* PROVIDED RECORDS

[Start of section]

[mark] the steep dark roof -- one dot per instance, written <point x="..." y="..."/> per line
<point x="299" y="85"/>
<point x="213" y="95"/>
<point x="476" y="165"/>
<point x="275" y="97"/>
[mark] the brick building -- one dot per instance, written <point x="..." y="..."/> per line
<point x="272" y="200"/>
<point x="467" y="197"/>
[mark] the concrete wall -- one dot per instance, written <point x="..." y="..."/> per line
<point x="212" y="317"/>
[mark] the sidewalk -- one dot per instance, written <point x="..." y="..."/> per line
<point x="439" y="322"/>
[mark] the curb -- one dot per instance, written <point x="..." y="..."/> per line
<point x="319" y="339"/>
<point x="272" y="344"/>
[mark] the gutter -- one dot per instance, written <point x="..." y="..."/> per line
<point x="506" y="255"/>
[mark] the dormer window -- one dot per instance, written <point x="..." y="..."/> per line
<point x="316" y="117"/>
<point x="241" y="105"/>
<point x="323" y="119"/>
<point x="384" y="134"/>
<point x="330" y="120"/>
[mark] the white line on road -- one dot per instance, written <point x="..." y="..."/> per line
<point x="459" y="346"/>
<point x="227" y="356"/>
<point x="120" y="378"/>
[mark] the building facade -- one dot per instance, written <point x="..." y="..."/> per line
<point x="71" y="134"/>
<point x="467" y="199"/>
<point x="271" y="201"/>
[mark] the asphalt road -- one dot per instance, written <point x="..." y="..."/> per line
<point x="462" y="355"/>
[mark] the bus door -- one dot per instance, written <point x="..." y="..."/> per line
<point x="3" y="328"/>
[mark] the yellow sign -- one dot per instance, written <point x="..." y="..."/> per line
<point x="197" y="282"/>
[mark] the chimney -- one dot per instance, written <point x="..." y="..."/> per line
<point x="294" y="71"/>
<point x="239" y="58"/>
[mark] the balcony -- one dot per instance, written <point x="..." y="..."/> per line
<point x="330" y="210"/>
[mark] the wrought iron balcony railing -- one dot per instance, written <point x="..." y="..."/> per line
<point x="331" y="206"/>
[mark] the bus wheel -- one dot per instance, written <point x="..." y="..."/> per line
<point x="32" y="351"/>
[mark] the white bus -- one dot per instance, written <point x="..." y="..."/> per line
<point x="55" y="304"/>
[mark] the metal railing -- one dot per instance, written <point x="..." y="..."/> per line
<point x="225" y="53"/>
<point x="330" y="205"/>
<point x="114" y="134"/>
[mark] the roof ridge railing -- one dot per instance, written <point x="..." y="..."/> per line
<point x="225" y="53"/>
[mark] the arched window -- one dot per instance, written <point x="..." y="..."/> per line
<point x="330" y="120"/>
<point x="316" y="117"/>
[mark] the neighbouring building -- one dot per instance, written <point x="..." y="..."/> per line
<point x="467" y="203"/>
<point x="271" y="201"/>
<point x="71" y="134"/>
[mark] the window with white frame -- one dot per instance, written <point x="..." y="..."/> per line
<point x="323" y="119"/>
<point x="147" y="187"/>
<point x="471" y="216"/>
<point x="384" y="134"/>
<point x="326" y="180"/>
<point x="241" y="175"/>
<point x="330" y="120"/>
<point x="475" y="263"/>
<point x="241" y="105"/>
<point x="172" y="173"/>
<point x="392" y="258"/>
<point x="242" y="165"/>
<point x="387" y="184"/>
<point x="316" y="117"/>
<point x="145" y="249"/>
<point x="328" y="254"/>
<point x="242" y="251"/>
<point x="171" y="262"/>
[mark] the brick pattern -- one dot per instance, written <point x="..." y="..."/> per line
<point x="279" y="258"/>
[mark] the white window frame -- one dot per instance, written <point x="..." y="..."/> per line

[End of section]

* ABOUT THIS EXERCISE
Retype every record above exactly as it stands.

* EXERCISE RESPONSE
[mark] the steep dark roof -- one dot per instance, written <point x="..." y="..."/> per line
<point x="299" y="85"/>
<point x="213" y="95"/>
<point x="476" y="165"/>
<point x="275" y="97"/>
[mark] the brick building -- one dot per instance, written <point x="..." y="..."/> per line
<point x="272" y="200"/>
<point x="467" y="197"/>
[mark] the concrete wall -- one dot per instance, written <point x="..." y="..."/> per line
<point x="212" y="317"/>
[mark] the sidewalk -- one dot per instance, written <point x="..." y="..."/> per line
<point x="439" y="322"/>
[mark] the curb -- one dot per instance, written <point x="..." y="..."/> per line
<point x="319" y="339"/>
<point x="272" y="344"/>
[mark] the gutter -- one dot per instance, written <point x="..." y="..."/> per line
<point x="506" y="255"/>
[mark] the dormer window -- one dot per instance, written <point x="..." y="..."/> per line
<point x="316" y="117"/>
<point x="241" y="105"/>
<point x="323" y="119"/>
<point x="384" y="134"/>
<point x="330" y="120"/>
[mark] the white line on road -- one dot per instance, written <point x="..." y="..."/> per line
<point x="459" y="346"/>
<point x="227" y="356"/>
<point x="120" y="378"/>
[mark] the building facade -- one dot per instance, written <point x="..." y="..."/> per line
<point x="71" y="134"/>
<point x="467" y="199"/>
<point x="271" y="201"/>
[mark] the asphalt road -- one dot per instance, written <point x="..." y="..."/> per line
<point x="462" y="355"/>
[mark] the bus door -- one dot per instance, written <point x="..." y="..."/> per line
<point x="3" y="328"/>
[mark] the yellow sign -- one dot per instance, written <point x="..." y="..."/> per line
<point x="197" y="282"/>
[mark] the chimney -- one dot per instance, written <point x="..." y="..."/> per line
<point x="294" y="71"/>
<point x="239" y="58"/>
[mark] the balcony -- one dot per instance, written <point x="..." y="..."/> per line
<point x="330" y="210"/>
[mark] the wrought iron balcony railing -- one dot per instance, written <point x="..." y="..."/> per line
<point x="331" y="206"/>
[mark] the bus wheel -- one dot per instance, written <point x="..." y="..."/> per line
<point x="32" y="351"/>
[mark] the white bus -- one dot per instance, written <point x="..." y="..."/> per line
<point x="55" y="304"/>
[mark] the metal railing -- one dot per instance, written <point x="..." y="..."/> per line
<point x="225" y="53"/>
<point x="330" y="205"/>
<point x="114" y="134"/>
[mark] the roof ridge railing -- one dot per instance, written <point x="..." y="..."/> per line
<point x="225" y="53"/>
[mark] the arched window -- one dot per instance, written <point x="..." y="..."/> per line
<point x="330" y="120"/>
<point x="316" y="117"/>
[mark] the neighbouring building -- one dot per instance, written <point x="..." y="..."/> per line
<point x="467" y="203"/>
<point x="271" y="201"/>
<point x="71" y="134"/>
[mark] the window with white frame -- one dot per instance, written <point x="..." y="..."/> per line
<point x="323" y="119"/>
<point x="147" y="187"/>
<point x="471" y="216"/>
<point x="384" y="134"/>
<point x="326" y="180"/>
<point x="241" y="175"/>
<point x="330" y="120"/>
<point x="475" y="263"/>
<point x="241" y="105"/>
<point x="172" y="173"/>
<point x="392" y="258"/>
<point x="242" y="165"/>
<point x="387" y="184"/>
<point x="316" y="117"/>
<point x="145" y="249"/>
<point x="328" y="254"/>
<point x="242" y="251"/>
<point x="171" y="262"/>
[mark] the brick pattern -- one dot per instance, written <point x="..." y="..."/> per line
<point x="279" y="258"/>
[mark] the white window frame -- one dot per instance, written <point x="..." y="..."/> per line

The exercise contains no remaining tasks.